STORED DATA →
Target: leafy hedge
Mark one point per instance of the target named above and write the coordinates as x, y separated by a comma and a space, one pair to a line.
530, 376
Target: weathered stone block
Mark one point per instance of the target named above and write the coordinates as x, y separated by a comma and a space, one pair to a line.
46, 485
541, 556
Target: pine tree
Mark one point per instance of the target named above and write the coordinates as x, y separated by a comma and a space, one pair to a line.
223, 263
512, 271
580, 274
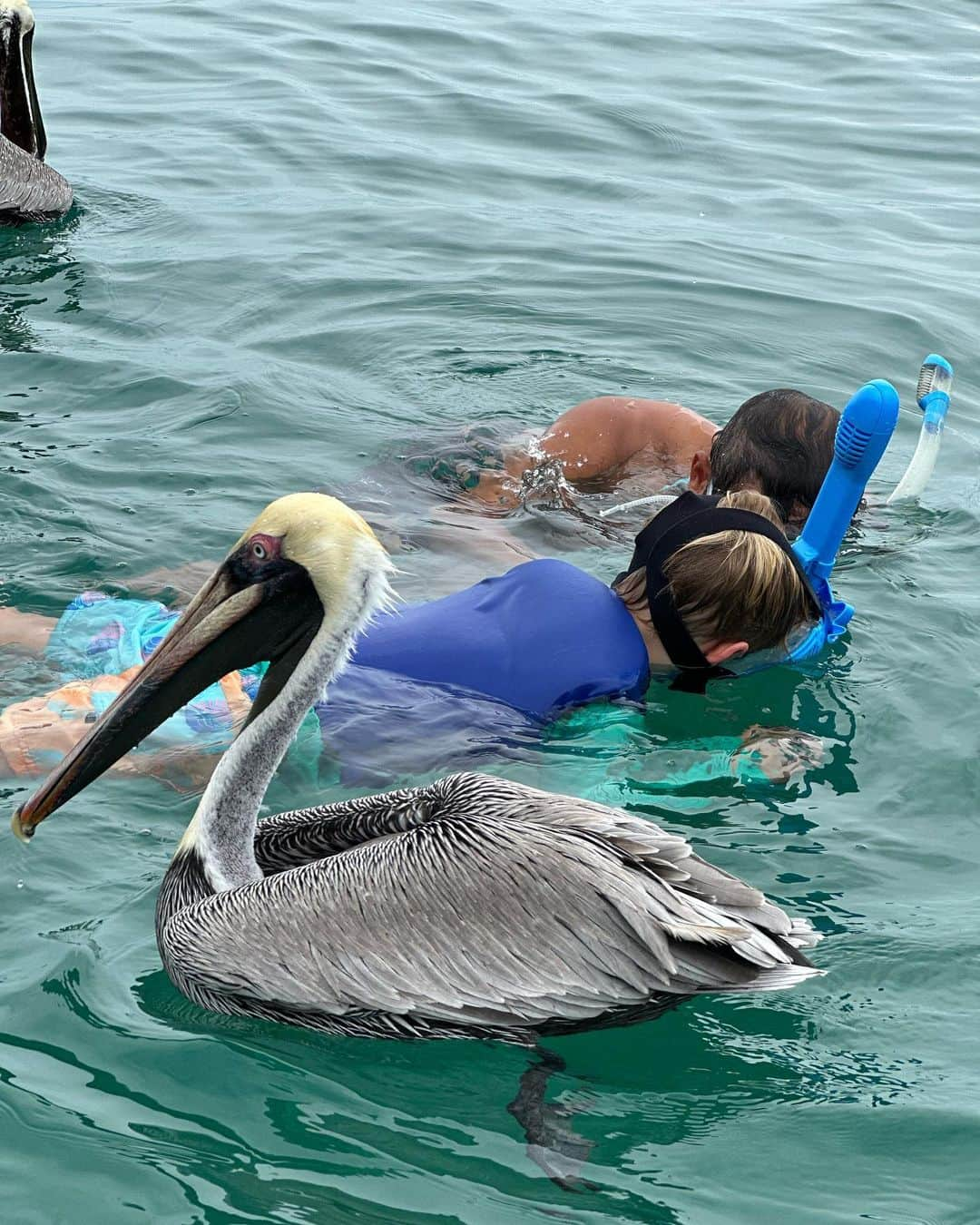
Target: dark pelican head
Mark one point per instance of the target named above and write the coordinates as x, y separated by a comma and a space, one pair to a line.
308, 570
20, 109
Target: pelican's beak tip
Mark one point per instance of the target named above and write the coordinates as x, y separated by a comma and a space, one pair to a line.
24, 833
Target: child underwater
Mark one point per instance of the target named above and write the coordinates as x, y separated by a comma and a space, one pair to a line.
712, 580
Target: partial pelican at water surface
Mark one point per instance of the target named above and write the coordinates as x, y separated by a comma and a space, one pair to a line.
30, 190
468, 908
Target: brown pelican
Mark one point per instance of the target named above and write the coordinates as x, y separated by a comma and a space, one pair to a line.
468, 908
30, 190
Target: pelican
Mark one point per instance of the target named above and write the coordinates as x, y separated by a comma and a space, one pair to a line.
30, 190
468, 908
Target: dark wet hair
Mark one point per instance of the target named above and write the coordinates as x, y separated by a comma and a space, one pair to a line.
781, 441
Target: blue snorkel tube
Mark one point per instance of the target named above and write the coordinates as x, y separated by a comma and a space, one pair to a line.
863, 434
933, 395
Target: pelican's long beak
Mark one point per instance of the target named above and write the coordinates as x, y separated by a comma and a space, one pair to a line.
20, 109
230, 625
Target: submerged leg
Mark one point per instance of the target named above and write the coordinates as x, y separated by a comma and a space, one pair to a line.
552, 1145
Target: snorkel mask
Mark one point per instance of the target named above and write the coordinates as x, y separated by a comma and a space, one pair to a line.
691, 517
863, 434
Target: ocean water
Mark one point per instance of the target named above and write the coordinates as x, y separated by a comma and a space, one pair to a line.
312, 245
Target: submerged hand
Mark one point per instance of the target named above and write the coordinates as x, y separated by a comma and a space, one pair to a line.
781, 753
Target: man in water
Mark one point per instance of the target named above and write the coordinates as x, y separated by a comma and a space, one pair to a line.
779, 443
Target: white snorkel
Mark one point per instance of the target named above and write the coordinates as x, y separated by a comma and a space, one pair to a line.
933, 394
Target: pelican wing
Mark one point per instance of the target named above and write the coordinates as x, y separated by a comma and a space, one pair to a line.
497, 906
30, 189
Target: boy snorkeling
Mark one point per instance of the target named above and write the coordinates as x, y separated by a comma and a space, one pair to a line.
712, 578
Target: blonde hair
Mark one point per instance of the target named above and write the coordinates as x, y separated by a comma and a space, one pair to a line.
731, 585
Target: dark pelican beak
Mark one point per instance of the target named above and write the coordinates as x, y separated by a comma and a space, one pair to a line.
20, 109
247, 612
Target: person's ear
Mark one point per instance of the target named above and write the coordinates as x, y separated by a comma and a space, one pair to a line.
701, 473
720, 652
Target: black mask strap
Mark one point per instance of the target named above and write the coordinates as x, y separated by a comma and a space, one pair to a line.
691, 517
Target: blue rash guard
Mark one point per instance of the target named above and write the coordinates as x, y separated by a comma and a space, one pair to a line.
543, 637
430, 686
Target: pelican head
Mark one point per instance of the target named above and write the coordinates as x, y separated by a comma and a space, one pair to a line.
308, 573
20, 109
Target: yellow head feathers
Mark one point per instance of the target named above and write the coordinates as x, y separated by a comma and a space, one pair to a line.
324, 535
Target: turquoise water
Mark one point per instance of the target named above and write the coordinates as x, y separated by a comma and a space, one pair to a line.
311, 240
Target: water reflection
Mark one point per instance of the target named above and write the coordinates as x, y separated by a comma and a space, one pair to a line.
38, 267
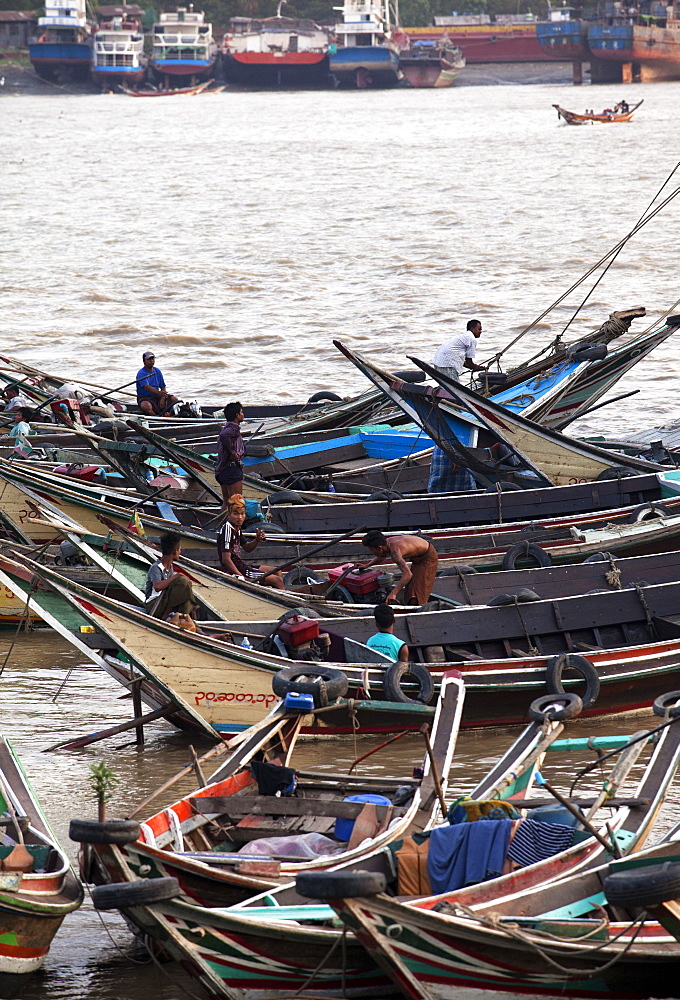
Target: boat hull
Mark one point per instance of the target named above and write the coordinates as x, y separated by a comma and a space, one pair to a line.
67, 59
285, 69
108, 76
183, 70
363, 67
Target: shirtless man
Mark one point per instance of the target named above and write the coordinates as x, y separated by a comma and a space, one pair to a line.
418, 578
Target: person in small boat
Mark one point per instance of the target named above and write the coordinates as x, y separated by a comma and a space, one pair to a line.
167, 591
385, 641
14, 398
230, 451
458, 352
152, 396
417, 578
230, 545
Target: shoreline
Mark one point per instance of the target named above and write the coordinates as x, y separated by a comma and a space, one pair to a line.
24, 81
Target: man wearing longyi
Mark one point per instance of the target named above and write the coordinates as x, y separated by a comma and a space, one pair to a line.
418, 578
152, 396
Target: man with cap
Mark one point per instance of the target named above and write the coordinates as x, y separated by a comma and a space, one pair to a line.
14, 399
152, 396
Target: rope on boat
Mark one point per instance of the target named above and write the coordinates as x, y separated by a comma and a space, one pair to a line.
646, 217
613, 577
496, 923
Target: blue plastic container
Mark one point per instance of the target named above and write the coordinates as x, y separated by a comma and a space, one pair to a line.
344, 827
296, 702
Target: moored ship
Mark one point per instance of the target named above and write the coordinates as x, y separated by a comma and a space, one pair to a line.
276, 52
366, 54
563, 36
431, 64
63, 48
118, 54
509, 38
644, 41
183, 47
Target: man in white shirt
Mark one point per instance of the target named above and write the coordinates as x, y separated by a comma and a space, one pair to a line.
457, 353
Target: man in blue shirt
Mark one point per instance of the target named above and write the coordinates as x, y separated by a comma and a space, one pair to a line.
152, 396
385, 641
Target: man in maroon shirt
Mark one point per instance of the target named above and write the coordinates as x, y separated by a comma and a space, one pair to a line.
230, 450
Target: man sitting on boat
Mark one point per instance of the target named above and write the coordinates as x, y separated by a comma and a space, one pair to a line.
167, 591
384, 640
14, 398
152, 396
418, 578
230, 544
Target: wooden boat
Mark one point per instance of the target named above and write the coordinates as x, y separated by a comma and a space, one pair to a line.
38, 889
264, 949
462, 939
551, 455
216, 839
278, 948
573, 118
201, 88
504, 653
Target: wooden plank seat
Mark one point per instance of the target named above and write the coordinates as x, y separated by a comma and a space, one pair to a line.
269, 806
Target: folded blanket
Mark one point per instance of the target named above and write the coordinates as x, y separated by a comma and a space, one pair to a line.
467, 853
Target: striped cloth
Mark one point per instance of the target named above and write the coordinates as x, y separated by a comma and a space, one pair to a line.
447, 477
536, 841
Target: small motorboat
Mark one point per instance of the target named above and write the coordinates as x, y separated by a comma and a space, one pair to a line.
621, 112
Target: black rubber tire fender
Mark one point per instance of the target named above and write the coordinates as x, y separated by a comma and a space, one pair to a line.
617, 472
526, 550
284, 497
340, 884
544, 708
325, 396
665, 705
653, 509
335, 683
643, 887
587, 352
300, 575
113, 831
455, 570
573, 661
395, 674
121, 895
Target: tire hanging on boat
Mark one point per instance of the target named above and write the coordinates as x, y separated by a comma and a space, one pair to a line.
573, 661
394, 676
526, 550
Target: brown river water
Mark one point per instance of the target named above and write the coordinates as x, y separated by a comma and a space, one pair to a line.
238, 235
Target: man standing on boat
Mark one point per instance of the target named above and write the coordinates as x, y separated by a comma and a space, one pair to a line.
451, 358
418, 578
152, 396
230, 452
458, 352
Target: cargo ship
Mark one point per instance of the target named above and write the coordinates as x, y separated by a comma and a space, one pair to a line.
366, 54
643, 41
510, 38
62, 49
118, 54
276, 52
184, 51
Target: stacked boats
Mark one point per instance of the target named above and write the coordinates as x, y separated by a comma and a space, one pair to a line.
556, 597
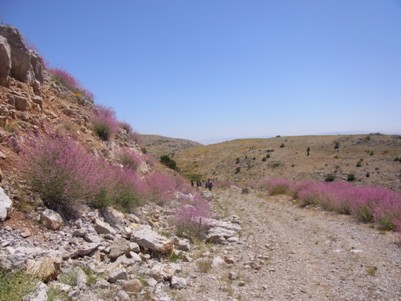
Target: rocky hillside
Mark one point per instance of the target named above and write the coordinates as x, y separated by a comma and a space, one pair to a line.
160, 145
372, 159
49, 132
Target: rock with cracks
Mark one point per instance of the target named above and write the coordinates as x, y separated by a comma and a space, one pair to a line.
51, 219
149, 239
5, 205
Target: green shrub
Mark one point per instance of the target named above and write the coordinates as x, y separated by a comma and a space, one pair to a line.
14, 285
167, 161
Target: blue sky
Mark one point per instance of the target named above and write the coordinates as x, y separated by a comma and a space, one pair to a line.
209, 70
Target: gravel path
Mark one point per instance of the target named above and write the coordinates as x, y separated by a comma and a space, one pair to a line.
291, 253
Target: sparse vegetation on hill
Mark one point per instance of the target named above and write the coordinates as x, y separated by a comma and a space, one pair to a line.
129, 225
353, 156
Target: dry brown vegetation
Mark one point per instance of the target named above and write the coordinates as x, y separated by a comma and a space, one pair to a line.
371, 158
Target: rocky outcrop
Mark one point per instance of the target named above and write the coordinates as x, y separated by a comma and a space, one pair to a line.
5, 205
26, 65
5, 61
51, 219
46, 268
149, 239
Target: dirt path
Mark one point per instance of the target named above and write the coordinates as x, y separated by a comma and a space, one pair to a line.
290, 253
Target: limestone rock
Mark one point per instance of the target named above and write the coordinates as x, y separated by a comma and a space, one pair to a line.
113, 216
120, 274
45, 268
85, 249
132, 286
103, 228
51, 219
219, 235
122, 296
21, 103
5, 61
119, 247
182, 244
5, 205
162, 272
149, 239
40, 293
178, 282
26, 65
38, 100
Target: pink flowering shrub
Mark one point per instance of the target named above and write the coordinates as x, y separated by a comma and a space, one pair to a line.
126, 126
120, 188
60, 171
159, 187
368, 204
104, 122
129, 158
189, 219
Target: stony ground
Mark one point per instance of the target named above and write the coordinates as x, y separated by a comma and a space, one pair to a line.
290, 253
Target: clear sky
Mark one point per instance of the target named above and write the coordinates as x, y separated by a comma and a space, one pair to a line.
208, 70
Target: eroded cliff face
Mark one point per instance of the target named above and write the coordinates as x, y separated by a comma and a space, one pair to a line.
17, 60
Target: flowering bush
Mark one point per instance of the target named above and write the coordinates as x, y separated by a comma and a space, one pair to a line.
63, 173
60, 171
159, 187
126, 126
121, 188
189, 218
129, 158
368, 204
104, 121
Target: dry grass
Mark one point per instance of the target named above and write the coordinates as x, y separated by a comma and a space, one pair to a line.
374, 154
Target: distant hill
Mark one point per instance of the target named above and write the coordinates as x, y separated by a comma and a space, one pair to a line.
371, 158
160, 145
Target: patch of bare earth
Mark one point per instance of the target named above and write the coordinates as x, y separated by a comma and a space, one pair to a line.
290, 253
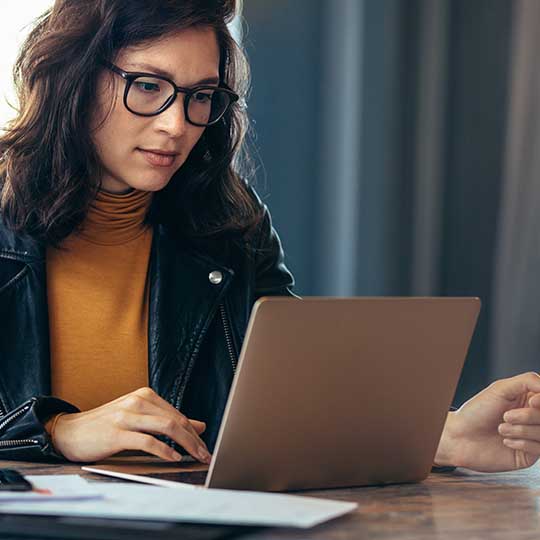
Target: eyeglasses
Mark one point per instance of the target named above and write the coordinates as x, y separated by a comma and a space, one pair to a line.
147, 94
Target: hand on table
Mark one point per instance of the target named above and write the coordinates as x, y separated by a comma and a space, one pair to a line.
128, 423
496, 430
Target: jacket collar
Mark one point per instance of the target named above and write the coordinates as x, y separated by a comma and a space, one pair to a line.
183, 302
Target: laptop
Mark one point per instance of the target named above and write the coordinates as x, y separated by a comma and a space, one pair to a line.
341, 392
333, 392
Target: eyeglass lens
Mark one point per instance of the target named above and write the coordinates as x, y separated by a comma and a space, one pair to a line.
147, 95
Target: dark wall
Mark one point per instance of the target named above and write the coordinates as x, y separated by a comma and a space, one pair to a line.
479, 64
284, 43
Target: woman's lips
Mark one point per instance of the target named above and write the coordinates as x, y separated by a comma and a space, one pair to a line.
159, 160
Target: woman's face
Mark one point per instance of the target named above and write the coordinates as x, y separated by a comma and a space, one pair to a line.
124, 139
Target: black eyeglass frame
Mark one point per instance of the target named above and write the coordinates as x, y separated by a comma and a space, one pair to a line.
130, 76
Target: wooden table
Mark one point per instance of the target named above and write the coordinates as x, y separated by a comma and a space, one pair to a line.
461, 505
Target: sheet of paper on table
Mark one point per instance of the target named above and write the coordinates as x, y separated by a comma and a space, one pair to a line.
67, 487
138, 502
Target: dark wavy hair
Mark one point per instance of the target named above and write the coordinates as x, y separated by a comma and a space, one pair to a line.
49, 166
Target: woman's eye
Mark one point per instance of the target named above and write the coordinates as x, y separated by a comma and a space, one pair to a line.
147, 86
201, 97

EXERCISE AIM → Please give back the records exactly as written, beginning at the first line and including the line that holds "Target: pine tree" as the last.

RESULT →
Target: leafy hedge
Mark one point per instance of the target named above and write the coordinates as x, y separated by a comma and a space, one pair to a line.
530, 376
Target: weathered stone block
Mark one point per instance of the target named above and write the coordinates as x, y separated by a comma and a space, one pair to a line.
46, 485
541, 556
Target: pine tree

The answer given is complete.